Stated exercise: Starting with the line that contains "As a warehouse robot's perception module, locate flooded", return every line through the end of the listing below exactly as written. Omit the pictures.

╭─ Entries shown

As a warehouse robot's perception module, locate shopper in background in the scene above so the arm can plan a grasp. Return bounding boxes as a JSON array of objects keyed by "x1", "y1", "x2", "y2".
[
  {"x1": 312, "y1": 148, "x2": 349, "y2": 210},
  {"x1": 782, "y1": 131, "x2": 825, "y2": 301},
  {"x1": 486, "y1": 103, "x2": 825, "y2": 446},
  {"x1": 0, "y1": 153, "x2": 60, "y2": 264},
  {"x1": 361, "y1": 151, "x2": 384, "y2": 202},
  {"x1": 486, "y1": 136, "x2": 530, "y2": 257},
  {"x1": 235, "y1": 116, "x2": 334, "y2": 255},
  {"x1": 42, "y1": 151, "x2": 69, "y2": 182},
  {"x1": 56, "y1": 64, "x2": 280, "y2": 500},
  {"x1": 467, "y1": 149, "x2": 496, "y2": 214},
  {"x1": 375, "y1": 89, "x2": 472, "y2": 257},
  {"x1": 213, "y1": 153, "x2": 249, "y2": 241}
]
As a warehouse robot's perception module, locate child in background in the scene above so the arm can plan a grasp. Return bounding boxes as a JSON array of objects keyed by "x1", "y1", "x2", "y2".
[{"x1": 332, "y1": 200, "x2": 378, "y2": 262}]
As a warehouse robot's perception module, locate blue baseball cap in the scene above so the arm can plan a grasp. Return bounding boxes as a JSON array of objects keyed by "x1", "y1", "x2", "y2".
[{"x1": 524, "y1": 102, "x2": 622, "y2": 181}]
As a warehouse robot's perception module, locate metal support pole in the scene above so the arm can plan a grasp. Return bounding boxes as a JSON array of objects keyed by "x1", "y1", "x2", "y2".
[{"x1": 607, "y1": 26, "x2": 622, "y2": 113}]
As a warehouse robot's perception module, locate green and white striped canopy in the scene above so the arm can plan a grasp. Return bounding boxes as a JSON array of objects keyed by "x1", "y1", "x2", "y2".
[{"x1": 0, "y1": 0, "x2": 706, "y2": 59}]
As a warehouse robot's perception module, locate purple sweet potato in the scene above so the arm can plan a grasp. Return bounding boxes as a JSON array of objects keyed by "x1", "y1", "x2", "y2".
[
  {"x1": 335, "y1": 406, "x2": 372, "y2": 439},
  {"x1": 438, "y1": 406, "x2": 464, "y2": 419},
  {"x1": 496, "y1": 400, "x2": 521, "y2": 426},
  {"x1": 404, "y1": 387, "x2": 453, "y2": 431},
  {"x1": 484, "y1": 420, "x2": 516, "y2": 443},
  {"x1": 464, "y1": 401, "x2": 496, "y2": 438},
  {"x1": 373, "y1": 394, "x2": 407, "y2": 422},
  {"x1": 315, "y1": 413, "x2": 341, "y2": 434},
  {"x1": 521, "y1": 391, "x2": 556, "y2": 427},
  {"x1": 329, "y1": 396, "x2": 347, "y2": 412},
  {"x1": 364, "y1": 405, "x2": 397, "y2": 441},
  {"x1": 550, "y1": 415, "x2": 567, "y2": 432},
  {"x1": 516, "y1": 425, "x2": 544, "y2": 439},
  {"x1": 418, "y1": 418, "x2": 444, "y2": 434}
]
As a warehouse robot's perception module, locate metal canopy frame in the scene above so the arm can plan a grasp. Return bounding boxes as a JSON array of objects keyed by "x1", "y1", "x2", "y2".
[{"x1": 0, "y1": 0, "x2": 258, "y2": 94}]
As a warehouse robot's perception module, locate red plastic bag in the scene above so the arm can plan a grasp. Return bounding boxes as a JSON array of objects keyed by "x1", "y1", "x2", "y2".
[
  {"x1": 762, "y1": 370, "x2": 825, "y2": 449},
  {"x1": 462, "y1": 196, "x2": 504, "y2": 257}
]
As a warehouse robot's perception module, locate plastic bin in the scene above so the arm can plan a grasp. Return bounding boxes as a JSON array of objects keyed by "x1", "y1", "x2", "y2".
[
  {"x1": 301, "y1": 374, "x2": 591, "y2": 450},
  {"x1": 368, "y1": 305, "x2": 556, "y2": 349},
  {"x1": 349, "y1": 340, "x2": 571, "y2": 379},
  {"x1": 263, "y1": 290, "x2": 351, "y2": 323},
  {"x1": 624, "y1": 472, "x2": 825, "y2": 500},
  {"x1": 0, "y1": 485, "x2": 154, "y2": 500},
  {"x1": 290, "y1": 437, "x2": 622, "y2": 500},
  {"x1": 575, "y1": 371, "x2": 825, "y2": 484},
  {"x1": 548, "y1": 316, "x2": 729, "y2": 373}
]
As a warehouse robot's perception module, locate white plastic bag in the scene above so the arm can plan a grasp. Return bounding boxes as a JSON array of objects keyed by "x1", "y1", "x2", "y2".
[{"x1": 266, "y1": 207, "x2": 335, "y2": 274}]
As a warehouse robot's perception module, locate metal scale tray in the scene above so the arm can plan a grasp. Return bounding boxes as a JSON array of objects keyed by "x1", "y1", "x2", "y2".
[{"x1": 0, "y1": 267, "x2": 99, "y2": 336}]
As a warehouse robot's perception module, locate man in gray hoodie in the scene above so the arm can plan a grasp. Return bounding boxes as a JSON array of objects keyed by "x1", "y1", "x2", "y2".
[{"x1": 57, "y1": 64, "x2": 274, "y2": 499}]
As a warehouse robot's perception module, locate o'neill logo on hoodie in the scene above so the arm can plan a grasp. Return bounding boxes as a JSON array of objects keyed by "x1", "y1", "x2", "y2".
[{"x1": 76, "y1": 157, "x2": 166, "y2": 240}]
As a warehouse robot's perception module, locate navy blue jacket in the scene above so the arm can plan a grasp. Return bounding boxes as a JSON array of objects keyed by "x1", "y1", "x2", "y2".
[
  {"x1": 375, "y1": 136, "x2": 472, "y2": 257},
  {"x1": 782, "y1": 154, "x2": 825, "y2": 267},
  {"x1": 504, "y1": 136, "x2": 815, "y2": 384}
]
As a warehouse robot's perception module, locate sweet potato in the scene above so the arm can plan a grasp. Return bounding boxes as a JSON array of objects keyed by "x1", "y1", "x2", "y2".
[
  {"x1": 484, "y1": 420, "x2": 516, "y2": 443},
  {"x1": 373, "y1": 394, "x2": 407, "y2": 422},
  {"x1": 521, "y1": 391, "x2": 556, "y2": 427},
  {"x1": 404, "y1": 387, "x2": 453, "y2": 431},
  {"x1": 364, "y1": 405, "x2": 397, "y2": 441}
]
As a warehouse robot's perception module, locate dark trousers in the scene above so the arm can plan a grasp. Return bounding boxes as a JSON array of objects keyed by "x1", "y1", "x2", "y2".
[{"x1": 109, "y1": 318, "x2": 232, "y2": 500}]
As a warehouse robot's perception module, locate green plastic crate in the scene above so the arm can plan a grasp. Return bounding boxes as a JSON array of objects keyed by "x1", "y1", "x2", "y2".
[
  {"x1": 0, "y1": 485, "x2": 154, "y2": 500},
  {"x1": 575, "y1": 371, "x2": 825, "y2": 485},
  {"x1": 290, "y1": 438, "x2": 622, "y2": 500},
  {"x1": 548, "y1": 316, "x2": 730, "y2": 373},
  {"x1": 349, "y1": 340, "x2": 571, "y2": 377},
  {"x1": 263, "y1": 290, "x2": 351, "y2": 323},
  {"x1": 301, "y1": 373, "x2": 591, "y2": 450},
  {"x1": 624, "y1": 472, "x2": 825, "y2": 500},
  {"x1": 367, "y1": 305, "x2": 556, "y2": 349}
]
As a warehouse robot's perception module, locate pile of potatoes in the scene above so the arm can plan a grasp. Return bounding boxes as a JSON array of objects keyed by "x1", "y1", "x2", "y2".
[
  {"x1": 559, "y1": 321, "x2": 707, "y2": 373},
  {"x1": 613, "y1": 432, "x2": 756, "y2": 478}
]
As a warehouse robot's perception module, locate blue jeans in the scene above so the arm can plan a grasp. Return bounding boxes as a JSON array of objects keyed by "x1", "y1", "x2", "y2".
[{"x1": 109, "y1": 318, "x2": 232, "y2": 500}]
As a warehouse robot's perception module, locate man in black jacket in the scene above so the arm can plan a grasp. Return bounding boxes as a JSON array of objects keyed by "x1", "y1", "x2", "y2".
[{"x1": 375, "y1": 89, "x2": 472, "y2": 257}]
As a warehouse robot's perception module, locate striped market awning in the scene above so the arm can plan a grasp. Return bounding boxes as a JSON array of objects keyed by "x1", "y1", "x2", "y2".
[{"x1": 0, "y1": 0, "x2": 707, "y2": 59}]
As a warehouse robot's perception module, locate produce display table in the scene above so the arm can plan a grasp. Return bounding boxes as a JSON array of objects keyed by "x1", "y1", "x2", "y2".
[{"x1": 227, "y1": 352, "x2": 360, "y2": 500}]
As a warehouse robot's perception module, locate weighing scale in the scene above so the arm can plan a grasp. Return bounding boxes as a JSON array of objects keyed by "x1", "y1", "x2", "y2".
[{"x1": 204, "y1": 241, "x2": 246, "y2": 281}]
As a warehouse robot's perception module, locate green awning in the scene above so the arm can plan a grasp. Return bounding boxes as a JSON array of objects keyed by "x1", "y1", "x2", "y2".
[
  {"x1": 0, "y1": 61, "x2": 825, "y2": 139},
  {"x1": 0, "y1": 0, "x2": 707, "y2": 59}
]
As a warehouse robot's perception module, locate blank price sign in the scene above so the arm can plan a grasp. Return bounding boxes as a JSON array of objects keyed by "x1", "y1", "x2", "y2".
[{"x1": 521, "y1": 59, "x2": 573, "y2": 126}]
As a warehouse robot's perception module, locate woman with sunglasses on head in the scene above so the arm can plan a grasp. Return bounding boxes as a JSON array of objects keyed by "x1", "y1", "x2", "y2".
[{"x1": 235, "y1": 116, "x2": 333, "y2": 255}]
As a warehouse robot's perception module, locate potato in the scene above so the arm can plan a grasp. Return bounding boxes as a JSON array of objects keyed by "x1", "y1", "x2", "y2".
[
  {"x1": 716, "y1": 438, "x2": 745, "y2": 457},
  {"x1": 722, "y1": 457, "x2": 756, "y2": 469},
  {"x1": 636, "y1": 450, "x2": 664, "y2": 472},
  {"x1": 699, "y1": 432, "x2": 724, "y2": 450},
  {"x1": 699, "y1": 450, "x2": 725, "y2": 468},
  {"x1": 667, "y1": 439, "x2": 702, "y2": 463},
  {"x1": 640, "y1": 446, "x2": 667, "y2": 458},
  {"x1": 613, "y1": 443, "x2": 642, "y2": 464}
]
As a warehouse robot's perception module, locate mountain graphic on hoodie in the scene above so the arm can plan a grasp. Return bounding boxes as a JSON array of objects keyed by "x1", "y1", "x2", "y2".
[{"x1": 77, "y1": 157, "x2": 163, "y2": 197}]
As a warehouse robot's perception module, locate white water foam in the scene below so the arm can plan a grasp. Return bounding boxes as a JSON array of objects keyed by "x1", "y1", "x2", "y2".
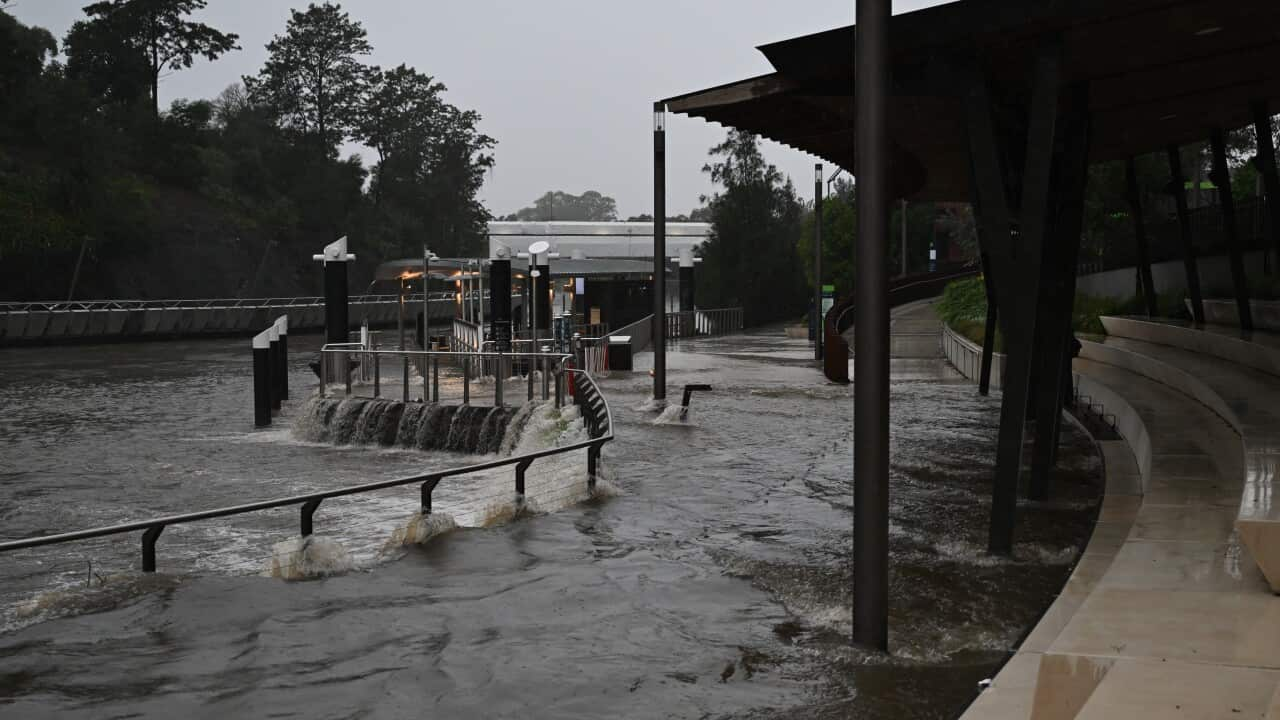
[
  {"x1": 636, "y1": 395, "x2": 667, "y2": 413},
  {"x1": 383, "y1": 512, "x2": 458, "y2": 552},
  {"x1": 653, "y1": 405, "x2": 691, "y2": 425},
  {"x1": 268, "y1": 536, "x2": 356, "y2": 580}
]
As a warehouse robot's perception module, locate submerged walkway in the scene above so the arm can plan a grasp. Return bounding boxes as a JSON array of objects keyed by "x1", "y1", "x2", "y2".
[{"x1": 965, "y1": 312, "x2": 1280, "y2": 720}]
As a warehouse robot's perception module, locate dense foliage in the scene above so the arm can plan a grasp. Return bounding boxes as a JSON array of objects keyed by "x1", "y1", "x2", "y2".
[
  {"x1": 696, "y1": 131, "x2": 808, "y2": 324},
  {"x1": 0, "y1": 0, "x2": 494, "y2": 300}
]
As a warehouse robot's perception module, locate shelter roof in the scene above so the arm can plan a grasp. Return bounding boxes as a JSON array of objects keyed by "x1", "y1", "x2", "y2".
[{"x1": 666, "y1": 0, "x2": 1280, "y2": 201}]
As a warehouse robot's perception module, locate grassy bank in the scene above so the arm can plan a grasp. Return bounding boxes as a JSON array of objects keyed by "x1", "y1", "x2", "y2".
[{"x1": 933, "y1": 277, "x2": 1187, "y2": 352}]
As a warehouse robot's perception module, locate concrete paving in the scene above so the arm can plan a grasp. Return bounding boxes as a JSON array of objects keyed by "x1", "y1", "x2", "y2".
[{"x1": 965, "y1": 316, "x2": 1280, "y2": 720}]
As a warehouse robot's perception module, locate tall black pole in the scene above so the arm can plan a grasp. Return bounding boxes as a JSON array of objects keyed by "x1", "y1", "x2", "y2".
[
  {"x1": 252, "y1": 331, "x2": 271, "y2": 428},
  {"x1": 1166, "y1": 145, "x2": 1204, "y2": 323},
  {"x1": 978, "y1": 252, "x2": 1000, "y2": 395},
  {"x1": 1252, "y1": 100, "x2": 1280, "y2": 274},
  {"x1": 650, "y1": 102, "x2": 667, "y2": 402},
  {"x1": 854, "y1": 0, "x2": 892, "y2": 651},
  {"x1": 1124, "y1": 158, "x2": 1160, "y2": 318},
  {"x1": 1210, "y1": 129, "x2": 1253, "y2": 331},
  {"x1": 813, "y1": 163, "x2": 824, "y2": 363}
]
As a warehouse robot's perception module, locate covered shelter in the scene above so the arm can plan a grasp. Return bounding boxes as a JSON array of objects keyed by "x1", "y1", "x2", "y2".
[{"x1": 655, "y1": 0, "x2": 1280, "y2": 644}]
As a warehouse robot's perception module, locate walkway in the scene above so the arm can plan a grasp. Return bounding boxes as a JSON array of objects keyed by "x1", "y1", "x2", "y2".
[{"x1": 965, "y1": 312, "x2": 1280, "y2": 720}]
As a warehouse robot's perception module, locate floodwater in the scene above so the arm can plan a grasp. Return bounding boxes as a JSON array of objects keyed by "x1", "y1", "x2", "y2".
[{"x1": 0, "y1": 320, "x2": 1100, "y2": 719}]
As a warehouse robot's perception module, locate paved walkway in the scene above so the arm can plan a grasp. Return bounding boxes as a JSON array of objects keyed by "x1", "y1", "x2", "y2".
[{"x1": 965, "y1": 315, "x2": 1280, "y2": 720}]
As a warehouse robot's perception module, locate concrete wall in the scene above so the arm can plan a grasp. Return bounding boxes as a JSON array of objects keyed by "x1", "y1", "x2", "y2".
[{"x1": 1075, "y1": 250, "x2": 1266, "y2": 300}]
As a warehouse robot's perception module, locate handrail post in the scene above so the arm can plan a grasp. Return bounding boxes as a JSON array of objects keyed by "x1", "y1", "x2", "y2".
[
  {"x1": 142, "y1": 525, "x2": 164, "y2": 573},
  {"x1": 301, "y1": 497, "x2": 324, "y2": 538},
  {"x1": 421, "y1": 475, "x2": 444, "y2": 516},
  {"x1": 586, "y1": 443, "x2": 600, "y2": 491},
  {"x1": 493, "y1": 351, "x2": 507, "y2": 407},
  {"x1": 516, "y1": 459, "x2": 534, "y2": 505}
]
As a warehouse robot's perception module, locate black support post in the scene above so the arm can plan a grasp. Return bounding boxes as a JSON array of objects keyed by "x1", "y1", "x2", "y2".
[
  {"x1": 266, "y1": 325, "x2": 282, "y2": 413},
  {"x1": 253, "y1": 331, "x2": 271, "y2": 428},
  {"x1": 1166, "y1": 145, "x2": 1204, "y2": 323},
  {"x1": 1028, "y1": 94, "x2": 1089, "y2": 500},
  {"x1": 275, "y1": 315, "x2": 289, "y2": 400},
  {"x1": 854, "y1": 0, "x2": 892, "y2": 651},
  {"x1": 966, "y1": 42, "x2": 1061, "y2": 555},
  {"x1": 1124, "y1": 158, "x2": 1160, "y2": 318},
  {"x1": 1252, "y1": 100, "x2": 1280, "y2": 274},
  {"x1": 489, "y1": 251, "x2": 512, "y2": 352},
  {"x1": 650, "y1": 102, "x2": 667, "y2": 404},
  {"x1": 1210, "y1": 129, "x2": 1253, "y2": 331},
  {"x1": 978, "y1": 252, "x2": 1000, "y2": 395}
]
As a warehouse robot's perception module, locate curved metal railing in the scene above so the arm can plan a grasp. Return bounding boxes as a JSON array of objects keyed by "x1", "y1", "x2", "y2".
[{"x1": 0, "y1": 355, "x2": 613, "y2": 573}]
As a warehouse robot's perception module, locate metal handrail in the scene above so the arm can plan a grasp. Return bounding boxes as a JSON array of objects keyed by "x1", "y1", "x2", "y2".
[
  {"x1": 0, "y1": 368, "x2": 614, "y2": 573},
  {"x1": 0, "y1": 292, "x2": 454, "y2": 313}
]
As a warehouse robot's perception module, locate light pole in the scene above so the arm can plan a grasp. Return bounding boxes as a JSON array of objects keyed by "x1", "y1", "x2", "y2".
[{"x1": 422, "y1": 245, "x2": 439, "y2": 350}]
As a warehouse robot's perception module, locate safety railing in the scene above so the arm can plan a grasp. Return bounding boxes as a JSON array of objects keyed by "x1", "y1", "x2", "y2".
[
  {"x1": 667, "y1": 307, "x2": 742, "y2": 340},
  {"x1": 319, "y1": 341, "x2": 576, "y2": 406},
  {"x1": 0, "y1": 292, "x2": 454, "y2": 313},
  {"x1": 0, "y1": 356, "x2": 613, "y2": 573}
]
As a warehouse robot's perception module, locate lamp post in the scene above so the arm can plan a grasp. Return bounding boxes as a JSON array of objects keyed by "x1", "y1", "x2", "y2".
[
  {"x1": 650, "y1": 102, "x2": 667, "y2": 405},
  {"x1": 422, "y1": 245, "x2": 439, "y2": 350},
  {"x1": 813, "y1": 163, "x2": 823, "y2": 361}
]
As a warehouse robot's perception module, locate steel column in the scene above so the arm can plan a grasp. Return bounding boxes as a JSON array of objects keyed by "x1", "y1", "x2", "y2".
[
  {"x1": 1252, "y1": 100, "x2": 1280, "y2": 275},
  {"x1": 852, "y1": 0, "x2": 892, "y2": 651},
  {"x1": 1166, "y1": 145, "x2": 1204, "y2": 323},
  {"x1": 813, "y1": 163, "x2": 823, "y2": 363},
  {"x1": 978, "y1": 252, "x2": 1000, "y2": 395},
  {"x1": 1124, "y1": 158, "x2": 1160, "y2": 318},
  {"x1": 1210, "y1": 128, "x2": 1253, "y2": 331},
  {"x1": 650, "y1": 102, "x2": 667, "y2": 402},
  {"x1": 1028, "y1": 95, "x2": 1089, "y2": 500}
]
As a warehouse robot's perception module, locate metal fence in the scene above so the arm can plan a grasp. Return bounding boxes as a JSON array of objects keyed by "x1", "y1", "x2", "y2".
[
  {"x1": 0, "y1": 348, "x2": 613, "y2": 573},
  {"x1": 667, "y1": 307, "x2": 742, "y2": 340}
]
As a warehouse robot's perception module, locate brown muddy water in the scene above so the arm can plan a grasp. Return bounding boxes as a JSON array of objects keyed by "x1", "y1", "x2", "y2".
[{"x1": 0, "y1": 329, "x2": 1101, "y2": 719}]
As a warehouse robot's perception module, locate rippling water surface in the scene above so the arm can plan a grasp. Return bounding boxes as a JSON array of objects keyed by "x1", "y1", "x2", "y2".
[{"x1": 0, "y1": 331, "x2": 1100, "y2": 717}]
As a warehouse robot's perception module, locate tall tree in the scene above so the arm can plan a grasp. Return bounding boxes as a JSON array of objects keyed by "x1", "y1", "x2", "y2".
[
  {"x1": 68, "y1": 0, "x2": 239, "y2": 117},
  {"x1": 516, "y1": 190, "x2": 618, "y2": 223},
  {"x1": 244, "y1": 3, "x2": 372, "y2": 158},
  {"x1": 698, "y1": 129, "x2": 808, "y2": 324},
  {"x1": 356, "y1": 65, "x2": 494, "y2": 254}
]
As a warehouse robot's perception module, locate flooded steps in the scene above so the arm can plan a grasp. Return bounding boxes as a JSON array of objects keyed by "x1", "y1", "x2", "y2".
[{"x1": 965, "y1": 323, "x2": 1280, "y2": 719}]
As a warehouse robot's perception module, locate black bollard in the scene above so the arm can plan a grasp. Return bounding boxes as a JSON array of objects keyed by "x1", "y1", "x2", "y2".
[
  {"x1": 275, "y1": 315, "x2": 289, "y2": 401},
  {"x1": 266, "y1": 325, "x2": 280, "y2": 414},
  {"x1": 253, "y1": 331, "x2": 271, "y2": 428}
]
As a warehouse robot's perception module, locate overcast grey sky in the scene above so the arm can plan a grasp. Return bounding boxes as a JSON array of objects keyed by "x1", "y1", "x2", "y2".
[{"x1": 8, "y1": 0, "x2": 938, "y2": 218}]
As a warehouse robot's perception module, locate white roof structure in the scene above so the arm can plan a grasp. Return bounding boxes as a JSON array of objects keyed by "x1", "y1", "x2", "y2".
[{"x1": 489, "y1": 220, "x2": 712, "y2": 259}]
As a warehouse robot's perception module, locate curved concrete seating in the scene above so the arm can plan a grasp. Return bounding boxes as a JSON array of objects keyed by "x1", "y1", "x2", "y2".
[
  {"x1": 1103, "y1": 318, "x2": 1280, "y2": 593},
  {"x1": 965, "y1": 315, "x2": 1280, "y2": 720}
]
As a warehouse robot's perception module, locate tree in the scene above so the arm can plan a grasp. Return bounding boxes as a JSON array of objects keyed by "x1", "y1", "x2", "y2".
[
  {"x1": 0, "y1": 10, "x2": 58, "y2": 109},
  {"x1": 356, "y1": 65, "x2": 494, "y2": 254},
  {"x1": 516, "y1": 190, "x2": 618, "y2": 223},
  {"x1": 698, "y1": 129, "x2": 808, "y2": 323},
  {"x1": 68, "y1": 0, "x2": 239, "y2": 117},
  {"x1": 796, "y1": 178, "x2": 858, "y2": 297},
  {"x1": 243, "y1": 3, "x2": 372, "y2": 158}
]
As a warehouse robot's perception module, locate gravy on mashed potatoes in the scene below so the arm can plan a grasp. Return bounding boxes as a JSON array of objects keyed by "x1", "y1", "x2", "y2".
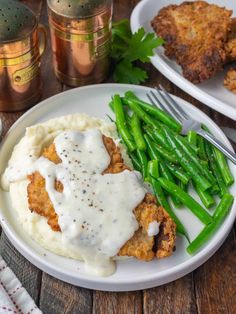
[{"x1": 2, "y1": 114, "x2": 148, "y2": 276}]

╰─

Solution to the problem:
As a warehouse robot's perception module, locate flooded steps in the scene above so the arm can plan a grasp. Return bounding boxes as a JSON array of objects keyed by "x1", "y1", "x2", "y2".
[{"x1": 965, "y1": 323, "x2": 1280, "y2": 719}]
As a warehouse robot's perception module, locate black bollard in the scene above so the arm can plan a grasp. Return bounding boxes as a JSON array of objects keyed by "x1", "y1", "x2", "y2".
[
  {"x1": 275, "y1": 315, "x2": 289, "y2": 401},
  {"x1": 266, "y1": 325, "x2": 280, "y2": 414},
  {"x1": 253, "y1": 331, "x2": 271, "y2": 428}
]
As a warehouse robot's perception module, locate overcast grey sky in the scene above so the arm can plan a grasp. Return bounding boxes as a JSON array of objects keyed by "x1", "y1", "x2", "y2".
[{"x1": 8, "y1": 0, "x2": 938, "y2": 218}]
As a warehouse robot's perception module, locate white roof structure in the scene above so the arm can plan a grasp. Return bounding boxes as a JSON array of objects keyed by "x1", "y1", "x2", "y2".
[{"x1": 489, "y1": 220, "x2": 712, "y2": 259}]
As a warehouse robot's perception module, locate curved concrete seating in the scene above so the arm can plan a grasp. Return bounding boxes as a JSON array of objects keyed by "x1", "y1", "x2", "y2".
[
  {"x1": 1103, "y1": 318, "x2": 1280, "y2": 593},
  {"x1": 965, "y1": 315, "x2": 1280, "y2": 720}
]
As a warehouse robot's perception module, locate tree in the scene above so the arm can plan a grasp. Return bounding boxes as a JSON array of objects keyed by "x1", "y1", "x2", "y2".
[
  {"x1": 0, "y1": 10, "x2": 58, "y2": 109},
  {"x1": 356, "y1": 65, "x2": 494, "y2": 254},
  {"x1": 516, "y1": 190, "x2": 618, "y2": 223},
  {"x1": 698, "y1": 129, "x2": 808, "y2": 323},
  {"x1": 68, "y1": 0, "x2": 239, "y2": 117},
  {"x1": 796, "y1": 178, "x2": 858, "y2": 297},
  {"x1": 243, "y1": 3, "x2": 372, "y2": 158}
]
As a warehouse robot's perception module, locate gravy on mashed potatoes in the scene below so the arm can plan a grasp. Return bounding boxes as a JSON array of objects keyed by "x1", "y1", "x2", "y2".
[{"x1": 2, "y1": 114, "x2": 148, "y2": 276}]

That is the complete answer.